[TASK OBJECTIVE]: Set down the records that follow exactly, every line of them.

(Stored data entries)
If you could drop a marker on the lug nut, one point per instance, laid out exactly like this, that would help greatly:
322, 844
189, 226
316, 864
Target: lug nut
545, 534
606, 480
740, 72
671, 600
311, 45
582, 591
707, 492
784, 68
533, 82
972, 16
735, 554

[RESULT]:
If you could drop a marker on the lug nut, one point per instance, laid out exactly like this, that would help greatly:
322, 844
189, 226
316, 864
Target: lug nut
545, 534
606, 480
740, 72
671, 600
311, 45
582, 591
707, 492
784, 68
533, 82
972, 16
735, 554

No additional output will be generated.